Text excerpt:
What is the impact vision statement of the documentary?

Research suggests Down syndrome is not the problem but rather bias, stigma and community attitudes toward people with Down syndrome. Decisions about unexpected screening results are not immune to this broader societal context. Pro-choice, disability positive community education is required to challenge presumptions about lives worth living. Happy and healthy will generate discussion about advancing genetic science and what it means for the future of families and the inclusivity of communities.


What outcomes does the project hope to achieve from making this documentary?

It is hoped that the film will contribute to changes in knowledge, attitudes and behaviour both within medical and health science settings specific to the provision of pre-natal screening and in the broader community.
Changes to public health policy requiring balanced information provision by those providing pre-natal screening would be a desired medium-term outcome. Ultimately the film hopes to create better informed consumers of non-invasive pre-natal screening.


How will this documentary achieve its outcomes?

Partnership with Down Syndrome Australia will ensure the film is informed by the lived experiences of people with Down syndrome and their families. Support from Uni of Melbourne will optimise the relevance of the film to health sciences and medical students. The documentary will be developed with advice from key stakeholders who will form a project advisory group. Advisory group members will support the distribution of the film within their networks. Discussions are ongoing with biotechnology companies. Some have indicated interest in supporting the development of the film. Discussions have taken place with the University of Melbourne about the possibility of a partnership with the School of Culture and Communication to maximise and measure reach and impact. Partnering with Cool Australia will allow upper secondary school students to better understand emerging genetic technology. A social media strategy will promote community screening events with question and answer sessions.

Problem 1:
In the documentary text, which organization's partnership will ensure that the film is informed by the lived experiences of people with Down syndrome and their families?
Problem 2:
Reproduce the portion of the documentary text between "Research suggests Down" and "making this documentary?", inclusive.

Available data:

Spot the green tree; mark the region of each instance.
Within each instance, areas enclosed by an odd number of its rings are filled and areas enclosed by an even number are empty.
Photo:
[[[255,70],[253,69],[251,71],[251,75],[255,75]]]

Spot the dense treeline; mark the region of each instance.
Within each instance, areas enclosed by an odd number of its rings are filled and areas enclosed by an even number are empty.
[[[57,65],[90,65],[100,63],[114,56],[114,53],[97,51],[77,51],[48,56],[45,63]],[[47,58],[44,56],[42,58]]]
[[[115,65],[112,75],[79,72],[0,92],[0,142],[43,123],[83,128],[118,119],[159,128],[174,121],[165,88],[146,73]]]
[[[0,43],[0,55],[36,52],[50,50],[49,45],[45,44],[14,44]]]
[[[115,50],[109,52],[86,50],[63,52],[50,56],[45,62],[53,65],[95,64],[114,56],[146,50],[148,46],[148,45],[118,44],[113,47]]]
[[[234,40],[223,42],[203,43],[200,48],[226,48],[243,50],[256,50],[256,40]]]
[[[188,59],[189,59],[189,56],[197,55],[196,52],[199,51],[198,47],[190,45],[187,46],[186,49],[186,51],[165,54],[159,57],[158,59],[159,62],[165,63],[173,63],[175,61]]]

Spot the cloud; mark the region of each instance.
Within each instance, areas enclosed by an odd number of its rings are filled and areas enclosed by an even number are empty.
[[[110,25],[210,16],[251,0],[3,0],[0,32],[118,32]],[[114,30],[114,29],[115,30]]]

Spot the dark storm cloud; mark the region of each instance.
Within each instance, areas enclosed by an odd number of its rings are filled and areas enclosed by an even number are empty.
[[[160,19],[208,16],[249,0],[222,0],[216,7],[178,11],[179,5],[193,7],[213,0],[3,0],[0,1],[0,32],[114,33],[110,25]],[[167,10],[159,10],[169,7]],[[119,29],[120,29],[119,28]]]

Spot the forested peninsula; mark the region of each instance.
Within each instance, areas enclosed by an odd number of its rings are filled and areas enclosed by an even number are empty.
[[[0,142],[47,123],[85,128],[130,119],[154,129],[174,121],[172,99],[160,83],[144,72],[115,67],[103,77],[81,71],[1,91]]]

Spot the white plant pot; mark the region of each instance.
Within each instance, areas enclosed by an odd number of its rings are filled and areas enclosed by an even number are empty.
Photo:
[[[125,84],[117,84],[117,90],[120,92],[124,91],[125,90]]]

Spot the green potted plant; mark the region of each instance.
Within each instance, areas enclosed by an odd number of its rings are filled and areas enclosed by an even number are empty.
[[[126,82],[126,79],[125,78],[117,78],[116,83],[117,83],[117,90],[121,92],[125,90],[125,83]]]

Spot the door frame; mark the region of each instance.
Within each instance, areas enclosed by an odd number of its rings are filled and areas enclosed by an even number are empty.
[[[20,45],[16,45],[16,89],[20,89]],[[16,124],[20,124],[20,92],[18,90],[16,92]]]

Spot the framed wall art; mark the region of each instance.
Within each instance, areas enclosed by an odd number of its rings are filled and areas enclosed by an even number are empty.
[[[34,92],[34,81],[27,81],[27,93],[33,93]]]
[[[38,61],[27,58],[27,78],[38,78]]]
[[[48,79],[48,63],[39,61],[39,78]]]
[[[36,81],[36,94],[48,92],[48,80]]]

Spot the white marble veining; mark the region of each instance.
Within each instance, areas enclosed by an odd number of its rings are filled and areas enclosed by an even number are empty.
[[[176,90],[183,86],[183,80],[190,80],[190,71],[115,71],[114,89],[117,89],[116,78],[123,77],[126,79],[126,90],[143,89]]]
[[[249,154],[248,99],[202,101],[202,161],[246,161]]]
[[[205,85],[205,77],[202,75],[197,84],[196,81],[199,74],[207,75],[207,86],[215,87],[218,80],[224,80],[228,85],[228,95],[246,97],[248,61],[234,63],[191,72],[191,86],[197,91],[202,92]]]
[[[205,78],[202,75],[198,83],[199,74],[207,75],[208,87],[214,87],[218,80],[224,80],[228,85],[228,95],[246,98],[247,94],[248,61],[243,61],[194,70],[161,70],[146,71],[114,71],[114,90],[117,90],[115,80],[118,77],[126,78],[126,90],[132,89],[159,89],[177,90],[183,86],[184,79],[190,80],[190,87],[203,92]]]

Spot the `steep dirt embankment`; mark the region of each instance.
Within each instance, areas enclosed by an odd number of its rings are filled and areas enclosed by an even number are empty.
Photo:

Worked solution 1:
Down Syndrome Australia.

Worked solution 2:
Research suggests Down syndrome is not the problem but rather bias, stigma and community attitudes toward people with Down syndrome. Decisions about unexpected screening results are not immune to this broader societal context. Pro-choice, disability positive community education is required to challenge presumptions about lives worth living. Happy and healthy will generate discussion about advancing genetic science and what it means for the future of families and the inclusivity of communities.


What outcomes does the project hope to achieve from making this documentary?